▶ [Work request 1] In the article on Philip M. Lintilhac, who founded the foundation that he leads?
▶ [Work request 2] Reproduce verbatim the stretch of the article on Philip M. Lintilhac from "Lintilhac has also" through "water fern Ceratopteris.".

▶ [Excerpt provided]
---*---

- Born: Shanghai, China
- Education: University of Vermont University of California, Berkeley
- Known for: Cell biology Cell biophysics Plant morphology
- Awards: Botanical Society of America Centennial Award (2006)
- Scientific career
- Fields: Botany
- Workplaces: University of Vermont

= Philip M. Lintilhac =

American botanist

Philip Malcolm Lintilhac (born March 12, 1940) is an American botanist and cell biologist currently serving as a research associate professor at the University of Vermont. He is known for his research on plant developmental biomechanics and plant tissue architecture.

In 2006, Lintilhac received the Centennial Award from the Botanical Society of America.

==Early life and education==
Lintilhac was born in 1940 in Shanghai, China. He spent his early life in New York and China.

Lintilhac studied at the University of Vermont, where he earned a Bachelor of Science in botany in 1963. Later, he received his PhD from the University of California, Berkeley in 1971.

==Career==
Lintilhac joined the University of Vermont in 1976 as a faculty member and has been working as a research professor since then. He is also the leader of the Lintilhac Foundation, which was founded by his mother, Claire Lintilhac.

==Research==
Lintilhac's research focuses on plant cell biology, specifically cell and tissue growth and differentiation. He investigates the biophysics of cell wall extension, demonstrating that plant growth primarily occurs through cell enlargement driven by cycles of turgor pressure, wall tension, and stress relaxation, rather than by cell division. Along with Chunfang Wei, he developed a new framework to better understand this growth mechanism, improving upon existing models.

Lintilhac's early research focused on the microscopic ultrastructure of photosynthetic chloroplasts. He found that chlorophyll is bound to the chloroplast membranes rather than being dissolved in solution. This observation suggested that the light-harvesting reactions of photosynthesis occur through solid-state energy transfer instead of an unidentified solution chemistry process.

In studying cell wall stability, Lintilhac proposes a model that likens cell growth to thin-walled pressure vessels. The model suggests that as internal pressure increases, the cell wall reaches a critical tension and yields, facilitating growth. This approach explains the abrupt cessation of growth when turgor pressure decreases slightly and offers insights into the growth patterns of multicellular tissues.
Lintilhac has also investigated the origin of the reproductive germ line in land plants. His research suggests that the inducing stimulus for reproductive differentiation in land plants is based on the structure and mechanics of the sporangia, rather than on biochemical signaling through morphogens.

Additionally, Lintilhac studies how plants differentiate reproductive cells from somatic cells without a maintained germ line. His research suggests that the mechanical and structural properties of plant tissues trigger reproductive cell differentiation. He focuses on the sporangium in plant reproductive development, using microscopy to map its early development in the water fern Ceratopteris.

---*---

(Referring expression data)
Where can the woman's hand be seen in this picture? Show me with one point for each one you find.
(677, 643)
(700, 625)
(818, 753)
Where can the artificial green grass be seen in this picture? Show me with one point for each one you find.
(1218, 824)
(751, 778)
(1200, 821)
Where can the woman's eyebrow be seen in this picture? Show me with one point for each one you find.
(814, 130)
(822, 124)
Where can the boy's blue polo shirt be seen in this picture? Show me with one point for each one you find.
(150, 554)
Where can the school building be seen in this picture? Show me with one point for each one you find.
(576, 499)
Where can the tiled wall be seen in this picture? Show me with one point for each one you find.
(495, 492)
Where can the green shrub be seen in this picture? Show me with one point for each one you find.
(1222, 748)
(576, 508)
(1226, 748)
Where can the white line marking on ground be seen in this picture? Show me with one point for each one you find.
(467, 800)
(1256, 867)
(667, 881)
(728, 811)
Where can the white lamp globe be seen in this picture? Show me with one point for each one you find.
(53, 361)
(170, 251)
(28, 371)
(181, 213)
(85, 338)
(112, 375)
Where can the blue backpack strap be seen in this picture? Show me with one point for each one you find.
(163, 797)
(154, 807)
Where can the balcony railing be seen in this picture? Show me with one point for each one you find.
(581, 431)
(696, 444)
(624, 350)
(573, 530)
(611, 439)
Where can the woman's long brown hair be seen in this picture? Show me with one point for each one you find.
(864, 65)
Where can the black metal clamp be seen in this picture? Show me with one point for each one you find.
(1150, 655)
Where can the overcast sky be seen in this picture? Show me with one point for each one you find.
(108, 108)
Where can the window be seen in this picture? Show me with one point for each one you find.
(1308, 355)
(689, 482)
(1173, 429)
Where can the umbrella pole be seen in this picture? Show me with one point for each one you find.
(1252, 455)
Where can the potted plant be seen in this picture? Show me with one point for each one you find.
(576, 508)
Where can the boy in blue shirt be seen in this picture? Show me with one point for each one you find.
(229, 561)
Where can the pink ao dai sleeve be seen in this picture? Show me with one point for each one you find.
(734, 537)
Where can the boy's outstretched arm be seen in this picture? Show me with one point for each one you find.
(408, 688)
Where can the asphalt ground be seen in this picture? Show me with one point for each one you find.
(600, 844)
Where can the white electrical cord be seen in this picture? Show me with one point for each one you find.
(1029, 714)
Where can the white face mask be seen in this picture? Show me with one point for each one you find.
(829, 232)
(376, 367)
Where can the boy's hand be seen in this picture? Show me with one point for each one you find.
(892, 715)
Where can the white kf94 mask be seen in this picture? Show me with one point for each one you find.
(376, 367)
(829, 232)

---*---

▶ [Task solution 1] His mother, Claire Lintilhac, founded the Lintilhac Foundation.

▶ [Task solution 2]
Lintilhac has also investigated the origin of the reproductive germ line in land plants. His research suggests that the inducing stimulus for reproductive differentiation in land plants is based on the structure and mechanics of the sporangia, rather than on biochemical signaling through morphogens.

Additionally, Lintilhac studies how plants differentiate reproductive cells from somatic cells without a maintained germ line. His research suggests that the mechanical and structural properties of plant tissues trigger reproductive cell differentiation. He focuses on the sporangium in plant reproductive development, using microscopy to map its early development in the water fern Ceratopteris.